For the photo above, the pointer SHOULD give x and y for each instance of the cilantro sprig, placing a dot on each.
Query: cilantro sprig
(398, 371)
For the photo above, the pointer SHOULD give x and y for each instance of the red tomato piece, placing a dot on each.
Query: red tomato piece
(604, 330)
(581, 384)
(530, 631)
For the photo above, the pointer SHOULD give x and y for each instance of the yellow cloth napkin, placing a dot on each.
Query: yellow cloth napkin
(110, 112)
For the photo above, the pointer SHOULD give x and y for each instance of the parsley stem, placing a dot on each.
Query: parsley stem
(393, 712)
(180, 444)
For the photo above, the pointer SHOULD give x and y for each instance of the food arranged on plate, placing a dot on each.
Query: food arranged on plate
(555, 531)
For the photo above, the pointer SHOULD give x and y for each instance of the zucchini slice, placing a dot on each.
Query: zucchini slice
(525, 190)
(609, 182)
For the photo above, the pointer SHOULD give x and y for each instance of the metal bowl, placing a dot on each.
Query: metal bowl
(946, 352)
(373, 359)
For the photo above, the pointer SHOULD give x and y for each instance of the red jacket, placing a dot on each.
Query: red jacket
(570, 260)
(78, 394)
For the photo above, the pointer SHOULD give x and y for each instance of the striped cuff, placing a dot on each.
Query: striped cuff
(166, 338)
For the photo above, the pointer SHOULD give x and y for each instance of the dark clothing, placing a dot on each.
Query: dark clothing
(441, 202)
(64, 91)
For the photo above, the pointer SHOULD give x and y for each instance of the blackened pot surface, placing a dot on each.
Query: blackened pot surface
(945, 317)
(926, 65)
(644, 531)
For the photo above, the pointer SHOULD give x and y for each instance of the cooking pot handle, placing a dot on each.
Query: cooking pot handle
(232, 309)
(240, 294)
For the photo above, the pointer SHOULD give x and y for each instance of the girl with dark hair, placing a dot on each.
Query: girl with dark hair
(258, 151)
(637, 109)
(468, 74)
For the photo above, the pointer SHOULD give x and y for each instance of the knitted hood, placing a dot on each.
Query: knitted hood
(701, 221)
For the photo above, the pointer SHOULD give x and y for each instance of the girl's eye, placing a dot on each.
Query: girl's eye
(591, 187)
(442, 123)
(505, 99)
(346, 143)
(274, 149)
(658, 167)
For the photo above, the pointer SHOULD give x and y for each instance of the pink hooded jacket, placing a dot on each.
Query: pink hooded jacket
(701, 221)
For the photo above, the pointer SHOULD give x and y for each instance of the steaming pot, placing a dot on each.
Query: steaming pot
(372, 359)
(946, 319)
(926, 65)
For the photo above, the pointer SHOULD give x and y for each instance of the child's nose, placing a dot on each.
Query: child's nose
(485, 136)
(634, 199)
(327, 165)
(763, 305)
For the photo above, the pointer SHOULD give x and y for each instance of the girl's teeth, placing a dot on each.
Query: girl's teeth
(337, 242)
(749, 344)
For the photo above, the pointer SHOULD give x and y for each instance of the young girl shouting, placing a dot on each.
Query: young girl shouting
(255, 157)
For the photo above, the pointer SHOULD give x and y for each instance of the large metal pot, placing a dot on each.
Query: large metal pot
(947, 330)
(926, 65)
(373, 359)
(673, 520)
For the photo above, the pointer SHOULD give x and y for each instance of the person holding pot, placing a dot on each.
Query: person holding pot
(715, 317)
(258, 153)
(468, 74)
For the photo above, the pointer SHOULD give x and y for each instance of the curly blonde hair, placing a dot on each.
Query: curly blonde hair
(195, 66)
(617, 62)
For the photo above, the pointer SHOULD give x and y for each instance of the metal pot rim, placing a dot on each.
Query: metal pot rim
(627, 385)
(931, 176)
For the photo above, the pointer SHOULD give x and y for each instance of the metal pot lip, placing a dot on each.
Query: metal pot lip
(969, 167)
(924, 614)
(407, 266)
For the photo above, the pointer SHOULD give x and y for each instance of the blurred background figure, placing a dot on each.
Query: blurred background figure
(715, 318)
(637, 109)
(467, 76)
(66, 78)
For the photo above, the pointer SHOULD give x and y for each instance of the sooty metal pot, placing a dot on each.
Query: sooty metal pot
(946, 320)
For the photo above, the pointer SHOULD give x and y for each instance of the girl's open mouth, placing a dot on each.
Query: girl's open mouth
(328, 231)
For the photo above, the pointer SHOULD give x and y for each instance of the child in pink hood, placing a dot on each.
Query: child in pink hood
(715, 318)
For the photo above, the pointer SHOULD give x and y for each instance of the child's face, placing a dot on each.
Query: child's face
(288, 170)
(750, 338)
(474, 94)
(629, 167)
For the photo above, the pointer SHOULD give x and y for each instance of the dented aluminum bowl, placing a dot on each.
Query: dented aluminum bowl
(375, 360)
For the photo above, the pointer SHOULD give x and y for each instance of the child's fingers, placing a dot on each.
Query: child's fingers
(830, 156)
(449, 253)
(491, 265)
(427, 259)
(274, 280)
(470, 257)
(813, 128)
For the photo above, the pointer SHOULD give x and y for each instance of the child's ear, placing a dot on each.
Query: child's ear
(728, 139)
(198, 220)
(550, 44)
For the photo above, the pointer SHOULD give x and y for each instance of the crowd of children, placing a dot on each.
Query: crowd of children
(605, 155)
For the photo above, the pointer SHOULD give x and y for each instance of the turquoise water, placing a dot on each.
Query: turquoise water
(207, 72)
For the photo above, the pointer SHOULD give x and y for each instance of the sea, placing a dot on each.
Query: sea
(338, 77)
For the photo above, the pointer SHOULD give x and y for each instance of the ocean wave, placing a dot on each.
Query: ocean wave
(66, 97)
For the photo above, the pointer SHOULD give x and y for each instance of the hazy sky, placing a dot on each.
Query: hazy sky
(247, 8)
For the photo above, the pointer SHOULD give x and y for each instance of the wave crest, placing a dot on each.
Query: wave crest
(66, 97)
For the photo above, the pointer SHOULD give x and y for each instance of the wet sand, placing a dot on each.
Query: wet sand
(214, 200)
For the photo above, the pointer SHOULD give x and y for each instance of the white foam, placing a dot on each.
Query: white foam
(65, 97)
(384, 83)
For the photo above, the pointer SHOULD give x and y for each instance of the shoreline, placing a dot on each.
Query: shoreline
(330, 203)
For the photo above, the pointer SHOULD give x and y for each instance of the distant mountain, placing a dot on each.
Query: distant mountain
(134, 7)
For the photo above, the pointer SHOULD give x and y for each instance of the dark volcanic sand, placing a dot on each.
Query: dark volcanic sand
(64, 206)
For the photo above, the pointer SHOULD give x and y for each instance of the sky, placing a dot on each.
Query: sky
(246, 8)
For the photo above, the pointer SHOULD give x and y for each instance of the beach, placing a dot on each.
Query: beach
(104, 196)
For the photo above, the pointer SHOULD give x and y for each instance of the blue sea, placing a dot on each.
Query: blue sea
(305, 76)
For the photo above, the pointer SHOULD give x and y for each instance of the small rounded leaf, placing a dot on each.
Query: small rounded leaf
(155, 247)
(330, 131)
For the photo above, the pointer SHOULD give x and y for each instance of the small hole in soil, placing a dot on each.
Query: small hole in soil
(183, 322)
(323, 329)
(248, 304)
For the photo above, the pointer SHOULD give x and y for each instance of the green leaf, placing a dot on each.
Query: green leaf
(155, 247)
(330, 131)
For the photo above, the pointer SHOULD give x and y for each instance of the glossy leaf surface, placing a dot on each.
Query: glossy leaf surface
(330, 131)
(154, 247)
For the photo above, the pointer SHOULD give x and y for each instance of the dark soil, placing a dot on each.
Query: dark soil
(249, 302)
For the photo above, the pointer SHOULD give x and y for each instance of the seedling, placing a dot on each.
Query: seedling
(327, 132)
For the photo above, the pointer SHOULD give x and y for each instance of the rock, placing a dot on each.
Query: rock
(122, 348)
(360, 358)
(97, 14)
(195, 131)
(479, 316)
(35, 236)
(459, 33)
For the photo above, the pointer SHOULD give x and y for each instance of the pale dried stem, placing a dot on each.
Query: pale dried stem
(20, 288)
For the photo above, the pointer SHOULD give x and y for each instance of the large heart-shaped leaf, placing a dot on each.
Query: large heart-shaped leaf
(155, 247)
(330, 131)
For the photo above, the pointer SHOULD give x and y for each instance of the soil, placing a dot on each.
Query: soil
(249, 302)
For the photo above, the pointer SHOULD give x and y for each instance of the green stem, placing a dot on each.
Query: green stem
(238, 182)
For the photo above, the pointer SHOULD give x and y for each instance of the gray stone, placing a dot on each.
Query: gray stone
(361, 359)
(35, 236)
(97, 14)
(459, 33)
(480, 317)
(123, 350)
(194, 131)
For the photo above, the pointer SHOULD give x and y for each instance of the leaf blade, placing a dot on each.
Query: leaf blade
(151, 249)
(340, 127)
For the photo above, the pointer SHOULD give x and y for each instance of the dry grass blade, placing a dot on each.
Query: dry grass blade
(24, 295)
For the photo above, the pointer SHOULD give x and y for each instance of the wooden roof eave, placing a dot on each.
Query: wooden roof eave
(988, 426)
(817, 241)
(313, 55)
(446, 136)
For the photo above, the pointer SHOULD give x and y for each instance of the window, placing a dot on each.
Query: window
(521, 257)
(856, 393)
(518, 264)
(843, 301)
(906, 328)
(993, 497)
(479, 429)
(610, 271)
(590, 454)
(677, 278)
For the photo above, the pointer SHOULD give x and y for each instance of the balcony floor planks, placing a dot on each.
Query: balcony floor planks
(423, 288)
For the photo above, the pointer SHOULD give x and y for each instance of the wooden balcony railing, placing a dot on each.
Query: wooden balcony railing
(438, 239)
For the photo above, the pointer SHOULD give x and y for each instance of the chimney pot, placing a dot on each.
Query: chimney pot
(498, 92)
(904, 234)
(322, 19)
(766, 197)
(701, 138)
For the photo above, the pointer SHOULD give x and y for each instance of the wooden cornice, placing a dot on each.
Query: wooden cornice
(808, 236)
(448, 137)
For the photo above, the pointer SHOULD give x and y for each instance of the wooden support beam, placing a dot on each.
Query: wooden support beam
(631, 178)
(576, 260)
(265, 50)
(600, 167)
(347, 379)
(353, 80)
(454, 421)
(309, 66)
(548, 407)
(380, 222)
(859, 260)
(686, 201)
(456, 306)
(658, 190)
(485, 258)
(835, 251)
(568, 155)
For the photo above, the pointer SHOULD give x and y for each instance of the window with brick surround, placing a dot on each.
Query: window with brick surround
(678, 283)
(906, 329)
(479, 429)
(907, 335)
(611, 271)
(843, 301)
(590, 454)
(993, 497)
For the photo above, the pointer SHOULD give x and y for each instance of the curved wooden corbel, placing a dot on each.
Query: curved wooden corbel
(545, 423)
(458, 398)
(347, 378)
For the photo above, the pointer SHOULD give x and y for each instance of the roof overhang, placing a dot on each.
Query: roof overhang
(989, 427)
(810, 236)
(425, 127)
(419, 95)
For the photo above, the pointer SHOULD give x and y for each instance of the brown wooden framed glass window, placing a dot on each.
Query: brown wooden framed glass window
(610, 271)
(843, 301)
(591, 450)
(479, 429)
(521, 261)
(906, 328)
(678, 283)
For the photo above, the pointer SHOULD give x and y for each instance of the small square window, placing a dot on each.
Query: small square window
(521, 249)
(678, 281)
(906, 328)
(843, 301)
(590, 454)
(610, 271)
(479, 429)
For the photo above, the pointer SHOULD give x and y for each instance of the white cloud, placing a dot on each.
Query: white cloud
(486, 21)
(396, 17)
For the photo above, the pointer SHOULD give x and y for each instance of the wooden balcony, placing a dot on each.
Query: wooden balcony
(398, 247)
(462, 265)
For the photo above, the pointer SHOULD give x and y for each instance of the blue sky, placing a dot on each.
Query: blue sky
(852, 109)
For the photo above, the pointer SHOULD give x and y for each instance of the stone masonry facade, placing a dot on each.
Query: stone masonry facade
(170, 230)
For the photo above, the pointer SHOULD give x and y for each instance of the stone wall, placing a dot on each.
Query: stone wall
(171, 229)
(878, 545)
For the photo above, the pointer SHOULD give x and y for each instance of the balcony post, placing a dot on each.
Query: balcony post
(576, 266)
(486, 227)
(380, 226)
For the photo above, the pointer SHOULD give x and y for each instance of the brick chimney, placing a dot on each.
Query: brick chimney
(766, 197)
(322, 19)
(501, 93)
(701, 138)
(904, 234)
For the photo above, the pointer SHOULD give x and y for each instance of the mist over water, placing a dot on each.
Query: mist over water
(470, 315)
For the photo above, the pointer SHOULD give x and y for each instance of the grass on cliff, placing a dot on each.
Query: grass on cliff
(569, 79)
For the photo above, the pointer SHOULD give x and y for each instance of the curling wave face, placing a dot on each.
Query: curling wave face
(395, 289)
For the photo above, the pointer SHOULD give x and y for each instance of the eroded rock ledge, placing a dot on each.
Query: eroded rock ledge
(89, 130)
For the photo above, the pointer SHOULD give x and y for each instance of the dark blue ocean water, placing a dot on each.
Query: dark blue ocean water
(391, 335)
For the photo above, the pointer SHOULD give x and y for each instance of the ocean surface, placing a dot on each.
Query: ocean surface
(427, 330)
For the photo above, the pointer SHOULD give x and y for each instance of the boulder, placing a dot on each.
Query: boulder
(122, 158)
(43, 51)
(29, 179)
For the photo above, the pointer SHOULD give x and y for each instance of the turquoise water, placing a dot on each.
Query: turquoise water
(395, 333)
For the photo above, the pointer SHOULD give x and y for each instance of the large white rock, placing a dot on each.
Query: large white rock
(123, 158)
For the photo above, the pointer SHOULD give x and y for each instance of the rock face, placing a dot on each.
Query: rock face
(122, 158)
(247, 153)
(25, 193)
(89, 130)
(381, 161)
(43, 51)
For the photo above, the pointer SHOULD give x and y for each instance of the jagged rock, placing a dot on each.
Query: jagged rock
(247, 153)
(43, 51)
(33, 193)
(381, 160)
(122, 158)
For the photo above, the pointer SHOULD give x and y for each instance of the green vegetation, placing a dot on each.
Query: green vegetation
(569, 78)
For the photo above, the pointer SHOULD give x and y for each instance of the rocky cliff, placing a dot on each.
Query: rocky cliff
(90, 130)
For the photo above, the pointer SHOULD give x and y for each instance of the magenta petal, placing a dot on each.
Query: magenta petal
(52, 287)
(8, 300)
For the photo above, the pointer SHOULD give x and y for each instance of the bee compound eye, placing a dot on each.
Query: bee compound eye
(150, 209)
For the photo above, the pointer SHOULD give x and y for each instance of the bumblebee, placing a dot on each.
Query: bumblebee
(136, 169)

^^^^^^^^

Set problem = Print exactly the lines from the one with "rocky cliff, placing a dot on each." through the end of the data, inclusive.

Exercise output =
For the photo above, the pointer SHOULD give x and y for each instance of the rocky cliff, placing a dot on each.
Query: rocky cliff
(90, 130)
For the photo above, the pointer SHOULD give x and y for each instance of the magenta petal, placing a dot on each.
Query: magenta petal
(52, 287)
(8, 300)
For the photo above, the pointer SHOULD give x and y for each instance of the bee compound eye, placing a dot on each.
Query: bee compound eye
(150, 209)
For the photo above, the pointer SHOULD give x and y for each instance of the bumblebee, placing a dot on each.
Query: bumblebee
(136, 169)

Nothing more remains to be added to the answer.